- Quoted passage:
Git Inbox Mirror of the ffmpeg-devel mailing list - see https://ffmpeg.org/mailman/listinfo/ffmpeg-devel
 help / color / mirror / Atom feed
* [FFmpeg-devel] [PATCH 1/2] checkasm/lpc: test compute_autocorr
@ 2023-12-12 21:02 Rémi Denis-Courmont
  2023-12-12 21:02 ` [FFmpeg-devel] [PATCH 2/2] lavc/lpc: R-V V compute_autocorr Rémi Denis-Courmont
  2023-12-14 16:41 ` [FFmpeg-devel] [PATCH 1/2] checkasm/lpc: test compute_autocorr Michael Niedermayer
  0 siblings, 2 replies; 5+ messages in thread
From: Rémi Denis-Courmont @ 2023-12-12 21:02 UTC (permalink / raw)
  To: ffmpeg-devel

---
 tests/checkasm/lpc.c | 42 ++++++++++++++++++++++++++++++++++++++++--
 1 file changed, 40 insertions(+), 2 deletions(-)

diff --git a/tests/checkasm/lpc.c b/tests/checkasm/lpc.c
index 592e34c03d..4d84defec3 100644
--- a/tests/checkasm/lpc.c
+++ b/tests/checkasm/lpc.c
@@ -57,10 +57,41 @@ static void test_window(int len)
     bench_new(src, len, dst1);
 }
 
+static void test_compute_autocorr(ptrdiff_t len, int lag)

- Provided data:
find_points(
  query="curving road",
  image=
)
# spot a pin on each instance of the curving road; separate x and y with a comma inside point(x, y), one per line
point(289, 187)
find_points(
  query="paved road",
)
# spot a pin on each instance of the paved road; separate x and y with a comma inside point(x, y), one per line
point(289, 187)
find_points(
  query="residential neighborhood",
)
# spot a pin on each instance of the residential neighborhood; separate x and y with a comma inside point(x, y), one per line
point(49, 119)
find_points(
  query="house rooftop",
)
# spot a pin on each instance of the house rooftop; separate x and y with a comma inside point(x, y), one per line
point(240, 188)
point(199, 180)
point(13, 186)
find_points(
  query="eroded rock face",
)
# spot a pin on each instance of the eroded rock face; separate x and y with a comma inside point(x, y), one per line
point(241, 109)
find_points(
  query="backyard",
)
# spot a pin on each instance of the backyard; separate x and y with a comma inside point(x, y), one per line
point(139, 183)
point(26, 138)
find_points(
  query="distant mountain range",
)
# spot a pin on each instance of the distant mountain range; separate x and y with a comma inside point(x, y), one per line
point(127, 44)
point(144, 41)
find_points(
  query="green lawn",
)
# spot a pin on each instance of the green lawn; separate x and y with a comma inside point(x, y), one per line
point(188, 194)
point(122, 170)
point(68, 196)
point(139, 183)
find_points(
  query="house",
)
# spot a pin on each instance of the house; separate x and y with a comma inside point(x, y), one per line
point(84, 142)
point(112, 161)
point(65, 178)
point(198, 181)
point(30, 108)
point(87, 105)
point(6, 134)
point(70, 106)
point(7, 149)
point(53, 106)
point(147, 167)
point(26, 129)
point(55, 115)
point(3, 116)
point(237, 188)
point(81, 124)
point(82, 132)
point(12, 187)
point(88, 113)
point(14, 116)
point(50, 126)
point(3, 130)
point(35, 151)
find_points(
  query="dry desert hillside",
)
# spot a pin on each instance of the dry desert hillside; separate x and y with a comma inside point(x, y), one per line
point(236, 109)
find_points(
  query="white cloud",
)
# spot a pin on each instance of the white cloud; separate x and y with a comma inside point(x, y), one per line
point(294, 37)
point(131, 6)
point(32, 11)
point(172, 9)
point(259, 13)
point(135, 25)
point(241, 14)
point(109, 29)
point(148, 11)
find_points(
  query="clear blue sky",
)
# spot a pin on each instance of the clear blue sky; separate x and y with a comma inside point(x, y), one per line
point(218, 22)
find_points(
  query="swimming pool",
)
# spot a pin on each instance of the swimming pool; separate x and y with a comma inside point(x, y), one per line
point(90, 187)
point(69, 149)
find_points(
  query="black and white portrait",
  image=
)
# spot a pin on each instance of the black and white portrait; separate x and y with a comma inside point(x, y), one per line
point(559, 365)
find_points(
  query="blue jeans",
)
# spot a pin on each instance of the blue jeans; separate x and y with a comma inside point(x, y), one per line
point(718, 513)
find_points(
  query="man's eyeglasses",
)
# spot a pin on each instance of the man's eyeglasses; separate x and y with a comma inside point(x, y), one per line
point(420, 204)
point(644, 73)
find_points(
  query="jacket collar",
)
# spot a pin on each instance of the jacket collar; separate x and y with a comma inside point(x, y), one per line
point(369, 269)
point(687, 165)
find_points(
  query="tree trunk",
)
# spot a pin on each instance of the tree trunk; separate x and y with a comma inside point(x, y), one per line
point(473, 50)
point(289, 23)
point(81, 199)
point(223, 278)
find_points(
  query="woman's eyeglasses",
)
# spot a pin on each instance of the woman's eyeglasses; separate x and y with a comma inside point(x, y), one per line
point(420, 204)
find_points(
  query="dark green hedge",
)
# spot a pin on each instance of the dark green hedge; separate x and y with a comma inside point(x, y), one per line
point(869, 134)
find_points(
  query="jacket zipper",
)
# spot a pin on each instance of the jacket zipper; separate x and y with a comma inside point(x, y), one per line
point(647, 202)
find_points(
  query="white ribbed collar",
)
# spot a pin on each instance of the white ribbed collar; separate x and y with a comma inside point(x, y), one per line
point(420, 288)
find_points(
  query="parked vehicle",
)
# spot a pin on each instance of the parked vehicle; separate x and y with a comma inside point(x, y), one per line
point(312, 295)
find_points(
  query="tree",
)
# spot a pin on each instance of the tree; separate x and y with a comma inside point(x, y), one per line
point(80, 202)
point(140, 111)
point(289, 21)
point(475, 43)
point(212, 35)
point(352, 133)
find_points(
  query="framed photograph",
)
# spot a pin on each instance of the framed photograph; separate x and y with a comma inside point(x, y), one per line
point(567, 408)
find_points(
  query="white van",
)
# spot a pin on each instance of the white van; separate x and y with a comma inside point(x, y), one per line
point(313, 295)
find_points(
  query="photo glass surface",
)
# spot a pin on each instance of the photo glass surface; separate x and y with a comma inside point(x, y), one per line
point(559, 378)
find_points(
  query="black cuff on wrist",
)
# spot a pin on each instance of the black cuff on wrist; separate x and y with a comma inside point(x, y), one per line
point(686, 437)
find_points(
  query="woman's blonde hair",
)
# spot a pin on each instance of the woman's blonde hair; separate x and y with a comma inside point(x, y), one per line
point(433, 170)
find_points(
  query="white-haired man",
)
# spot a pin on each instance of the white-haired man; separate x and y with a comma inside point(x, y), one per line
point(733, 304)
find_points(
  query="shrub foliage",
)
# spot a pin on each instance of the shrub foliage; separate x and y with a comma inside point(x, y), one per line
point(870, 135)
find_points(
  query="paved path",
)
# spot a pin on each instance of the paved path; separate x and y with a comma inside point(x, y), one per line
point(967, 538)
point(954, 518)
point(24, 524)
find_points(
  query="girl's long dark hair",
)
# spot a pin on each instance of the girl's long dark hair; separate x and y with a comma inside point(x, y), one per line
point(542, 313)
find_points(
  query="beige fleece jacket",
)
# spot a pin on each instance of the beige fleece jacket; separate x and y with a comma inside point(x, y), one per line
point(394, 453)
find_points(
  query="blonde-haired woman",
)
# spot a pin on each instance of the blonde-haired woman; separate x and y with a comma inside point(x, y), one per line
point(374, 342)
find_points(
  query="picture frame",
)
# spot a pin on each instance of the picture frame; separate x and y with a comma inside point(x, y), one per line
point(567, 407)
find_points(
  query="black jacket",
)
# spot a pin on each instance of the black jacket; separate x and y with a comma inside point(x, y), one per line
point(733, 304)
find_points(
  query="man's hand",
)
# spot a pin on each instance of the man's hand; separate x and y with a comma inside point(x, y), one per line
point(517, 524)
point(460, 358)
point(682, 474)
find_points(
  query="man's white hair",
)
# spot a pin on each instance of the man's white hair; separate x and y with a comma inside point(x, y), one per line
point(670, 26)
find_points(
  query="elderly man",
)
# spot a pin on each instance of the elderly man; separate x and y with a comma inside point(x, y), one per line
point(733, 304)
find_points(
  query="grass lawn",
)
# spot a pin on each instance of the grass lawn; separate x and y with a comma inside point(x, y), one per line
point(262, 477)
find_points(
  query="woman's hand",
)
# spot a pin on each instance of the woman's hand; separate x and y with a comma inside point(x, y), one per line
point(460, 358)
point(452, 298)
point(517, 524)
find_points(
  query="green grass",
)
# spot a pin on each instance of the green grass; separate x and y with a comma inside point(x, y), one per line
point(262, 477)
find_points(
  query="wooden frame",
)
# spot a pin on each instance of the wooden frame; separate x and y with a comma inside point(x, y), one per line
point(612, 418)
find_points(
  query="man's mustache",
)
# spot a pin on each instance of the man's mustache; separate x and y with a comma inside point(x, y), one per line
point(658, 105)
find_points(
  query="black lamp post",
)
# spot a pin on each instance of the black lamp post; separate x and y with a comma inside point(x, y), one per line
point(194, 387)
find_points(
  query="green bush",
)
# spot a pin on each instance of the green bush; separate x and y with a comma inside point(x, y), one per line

- Directive 1:
Copy the part of the patch thread from "Git Inbox Mirror" up to and including "insertions(+), 2 deletions(-)".
- Directive 2:
In the patch thread, how many insertions and deletions does the change to tests/checkasm/lpc.c contain?

- Exercise answer 1:
Git Inbox Mirror of the ffmpeg-devel mailing list - see https://ffmpeg.org/mailman/listinfo/ffmpeg-devel
 help / color / mirror / Atom feed
* [FFmpeg-devel] [PATCH 1/2] checkasm/lpc: test compute_autocorr
@ 2023-12-12 21:02 Rémi Denis-Courmont
  2023-12-12 21:02 ` [FFmpeg-devel] [PATCH 2/2] lavc/lpc: R-V V compute_autocorr Rémi Denis-Courmont
  2023-12-14 16:41 ` [FFmpeg-devel] [PATCH 1/2] checkasm/lpc: test compute_autocorr Michael Niedermayer
  0 siblings, 2 replies; 5+ messages in thread
From: Rémi Denis-Courmont @ 2023-12-12 21:02 UTC (permalink / raw)
  To: ffmpeg-devel

---
 tests/checkasm/lpc.c | 42 ++++++++++++++++++++++++++++++++++++++++--
 1 file changed, 40 insertions(+), 2 deletions(-)

- Exercise answer 2:
40 insertions and 2 deletions.